Task objective →
Please print every line of the entries below word for word, leaving out the pictures.

Records for the task →

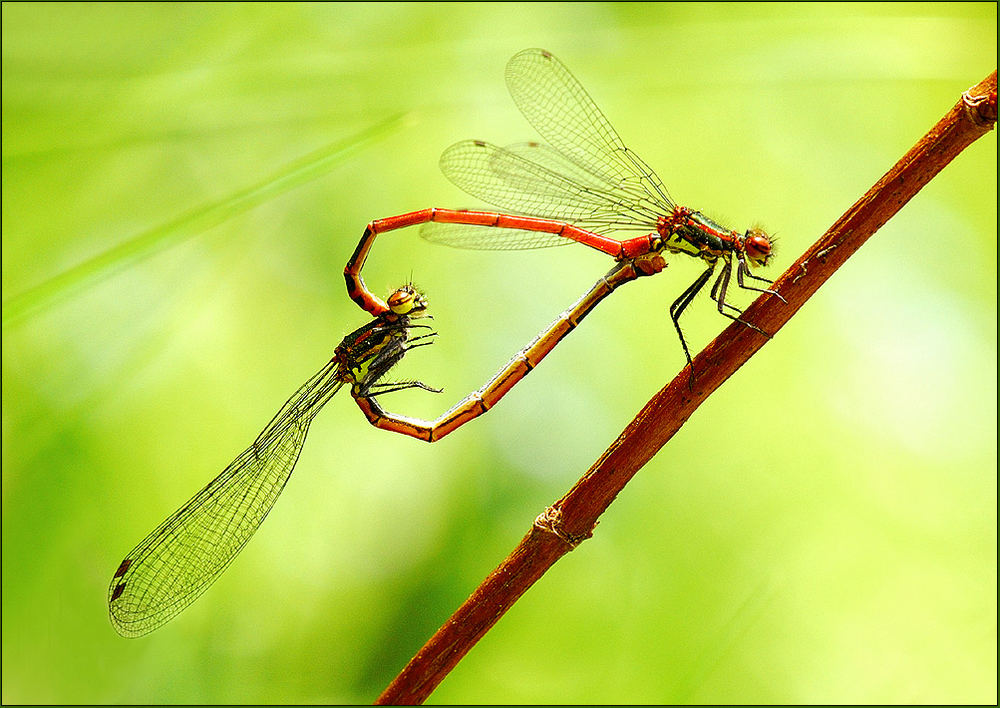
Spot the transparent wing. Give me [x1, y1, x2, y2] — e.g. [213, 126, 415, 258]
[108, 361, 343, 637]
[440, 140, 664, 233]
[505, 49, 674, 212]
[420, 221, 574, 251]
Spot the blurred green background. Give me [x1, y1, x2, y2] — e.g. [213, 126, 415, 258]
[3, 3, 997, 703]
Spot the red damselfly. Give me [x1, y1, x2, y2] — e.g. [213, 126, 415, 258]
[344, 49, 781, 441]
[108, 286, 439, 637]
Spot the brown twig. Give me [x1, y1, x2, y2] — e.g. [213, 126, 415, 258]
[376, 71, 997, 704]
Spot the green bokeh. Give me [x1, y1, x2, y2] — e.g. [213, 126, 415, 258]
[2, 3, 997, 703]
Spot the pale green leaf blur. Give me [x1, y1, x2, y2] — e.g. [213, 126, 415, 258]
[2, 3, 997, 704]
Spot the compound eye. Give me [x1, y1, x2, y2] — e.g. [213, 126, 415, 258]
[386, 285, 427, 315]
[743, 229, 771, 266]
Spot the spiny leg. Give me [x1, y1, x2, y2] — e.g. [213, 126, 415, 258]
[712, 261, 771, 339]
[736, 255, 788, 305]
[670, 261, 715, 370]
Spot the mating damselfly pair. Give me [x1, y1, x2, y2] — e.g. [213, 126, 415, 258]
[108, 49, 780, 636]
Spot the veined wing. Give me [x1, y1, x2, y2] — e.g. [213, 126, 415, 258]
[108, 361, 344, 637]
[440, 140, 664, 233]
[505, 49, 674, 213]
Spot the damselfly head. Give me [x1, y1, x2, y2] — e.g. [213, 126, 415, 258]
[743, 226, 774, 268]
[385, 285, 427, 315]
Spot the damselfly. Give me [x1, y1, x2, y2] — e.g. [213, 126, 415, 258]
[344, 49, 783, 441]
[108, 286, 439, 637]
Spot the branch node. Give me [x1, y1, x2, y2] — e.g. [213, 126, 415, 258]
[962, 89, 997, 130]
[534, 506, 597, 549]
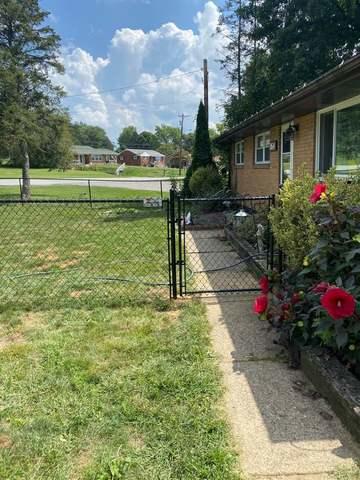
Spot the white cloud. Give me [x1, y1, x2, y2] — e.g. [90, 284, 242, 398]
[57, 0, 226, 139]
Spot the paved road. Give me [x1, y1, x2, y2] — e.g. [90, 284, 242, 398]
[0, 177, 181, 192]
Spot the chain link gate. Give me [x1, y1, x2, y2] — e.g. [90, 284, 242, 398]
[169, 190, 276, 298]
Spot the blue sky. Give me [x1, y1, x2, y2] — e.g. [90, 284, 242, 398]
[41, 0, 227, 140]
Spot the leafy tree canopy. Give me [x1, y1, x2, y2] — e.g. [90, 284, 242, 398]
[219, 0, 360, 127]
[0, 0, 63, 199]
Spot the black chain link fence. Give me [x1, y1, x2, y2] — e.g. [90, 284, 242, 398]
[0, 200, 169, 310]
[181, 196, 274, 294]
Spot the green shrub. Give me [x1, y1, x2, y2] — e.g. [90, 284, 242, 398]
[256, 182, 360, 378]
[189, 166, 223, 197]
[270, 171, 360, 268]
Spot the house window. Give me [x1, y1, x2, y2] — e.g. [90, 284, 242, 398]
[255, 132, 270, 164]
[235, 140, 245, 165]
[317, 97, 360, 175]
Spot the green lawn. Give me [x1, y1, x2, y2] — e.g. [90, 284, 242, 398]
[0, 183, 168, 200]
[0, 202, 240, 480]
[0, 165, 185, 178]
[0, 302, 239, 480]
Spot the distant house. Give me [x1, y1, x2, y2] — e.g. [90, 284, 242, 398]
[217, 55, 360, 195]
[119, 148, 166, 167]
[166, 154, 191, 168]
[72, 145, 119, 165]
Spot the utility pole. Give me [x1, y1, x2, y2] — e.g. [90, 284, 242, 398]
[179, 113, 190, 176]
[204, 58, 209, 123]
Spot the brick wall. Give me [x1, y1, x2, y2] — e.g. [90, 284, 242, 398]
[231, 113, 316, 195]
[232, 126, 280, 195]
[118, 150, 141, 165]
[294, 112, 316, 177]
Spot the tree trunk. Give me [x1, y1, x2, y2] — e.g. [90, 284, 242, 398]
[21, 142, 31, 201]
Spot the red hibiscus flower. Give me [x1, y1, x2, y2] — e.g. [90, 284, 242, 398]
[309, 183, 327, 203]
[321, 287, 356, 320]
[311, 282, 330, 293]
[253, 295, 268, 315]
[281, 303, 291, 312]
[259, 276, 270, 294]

Answer to this exercise →
Spot the transparent wing. Give me [x1, y1, x2, y2] — e.g. [213, 126, 415, 258]
[108, 361, 343, 637]
[440, 140, 664, 233]
[505, 49, 674, 212]
[420, 221, 574, 251]
Spot the blurred green background. Give me [x1, y1, x2, y2] — e.g. [213, 126, 415, 258]
[3, 3, 997, 703]
Spot the red damselfly. Give me [x1, y1, x2, y2] — e.g. [213, 126, 415, 258]
[344, 49, 781, 441]
[108, 286, 439, 637]
Spot the brown twig. Give me [x1, y1, x2, y2] — e.g. [213, 126, 415, 258]
[376, 71, 997, 704]
Spot the green bokeh. Give me [x1, y1, x2, y2] — e.g. [213, 126, 415, 258]
[2, 3, 997, 703]
Spot the pale green leaf blur. Give me [x1, y1, x2, y2] — e.g. [213, 126, 415, 258]
[2, 3, 997, 704]
Spot the compound eye. Give me [x1, y1, x2, y2] — e.g. [213, 126, 415, 258]
[386, 285, 427, 315]
[743, 229, 771, 266]
Spot the spiny leg. Give me [x1, y1, x2, y2] — e.g. [213, 126, 415, 258]
[712, 261, 771, 339]
[736, 255, 788, 305]
[670, 261, 715, 370]
Spot the mating damselfly pair. Give me [x1, y1, x2, y2] — e.g. [213, 126, 415, 258]
[108, 49, 780, 636]
Spot the veined wing. Give me [x1, y1, x2, y2] — e.g. [213, 126, 415, 258]
[108, 361, 344, 637]
[440, 140, 664, 233]
[505, 49, 674, 213]
Spot the damselfly head. Give me [x1, y1, x2, y2] — e.g. [213, 126, 415, 258]
[743, 226, 774, 268]
[385, 285, 427, 315]
Spot the damselfly. Give me [x1, y1, x2, y2] — e.g. [213, 126, 415, 258]
[344, 49, 783, 441]
[108, 286, 439, 637]
Spot the branch node. Give me [x1, y1, x2, y2] — e.g. [213, 126, 415, 258]
[962, 89, 997, 130]
[534, 506, 597, 549]
Spot the white cloud. Give me [x1, y1, x2, y2] — e.g. [90, 284, 242, 398]
[57, 0, 226, 139]
Spot the paved road. Give me [x1, y1, x2, y2] — e.g. [90, 284, 242, 398]
[0, 177, 181, 192]
Spot the chain link gate. Give me [x1, y1, x2, y2] — e.g. [90, 284, 242, 398]
[169, 190, 276, 298]
Spot the blue sky. Give me [x1, y1, x2, y2] — e.g. [90, 284, 242, 398]
[41, 0, 227, 140]
Spot the leafy tree canopy. Give me [x1, y1, x2, y2] — e.g. [90, 284, 242, 398]
[219, 0, 360, 127]
[0, 0, 63, 199]
Spot the black chain link fence. Give me [x1, y1, x2, y2] — e.g. [90, 284, 242, 398]
[0, 200, 169, 310]
[181, 196, 274, 294]
Spot the green shrub. Give me [x1, y1, x2, y2] — e.g. [90, 284, 242, 398]
[256, 182, 360, 378]
[189, 166, 223, 197]
[270, 171, 360, 268]
Spot the house window. Give me [x1, y1, x2, y2] — e.g. [90, 284, 242, 398]
[255, 132, 270, 164]
[235, 140, 245, 165]
[317, 97, 360, 175]
Spot the green lawn. Give me [x1, y1, x2, y2] — e.g. [90, 284, 242, 398]
[0, 183, 168, 200]
[0, 202, 240, 480]
[0, 165, 185, 178]
[0, 302, 239, 480]
Spot the distant house. Give me [x1, y1, x2, y2] — e.g. [90, 284, 242, 398]
[217, 55, 360, 195]
[119, 148, 166, 167]
[166, 154, 191, 168]
[72, 145, 119, 165]
Spot the utility pole. Give me [x1, y1, x2, y2] — e.g. [90, 284, 242, 398]
[179, 113, 190, 176]
[204, 58, 209, 123]
Spot the brick wall. Give me [x1, y1, x2, y2] — e.g. [90, 284, 242, 398]
[231, 113, 316, 195]
[232, 126, 280, 195]
[118, 150, 141, 165]
[294, 112, 316, 177]
Spot the tree trunk. Give me [x1, y1, x2, y2] — e.g. [90, 284, 242, 398]
[21, 142, 31, 201]
Spot the red hibiscus flower. Give me [x1, y1, x2, y2] — e.g. [90, 284, 242, 398]
[309, 183, 327, 203]
[321, 287, 356, 320]
[311, 282, 330, 293]
[253, 295, 268, 315]
[281, 303, 291, 312]
[259, 276, 270, 294]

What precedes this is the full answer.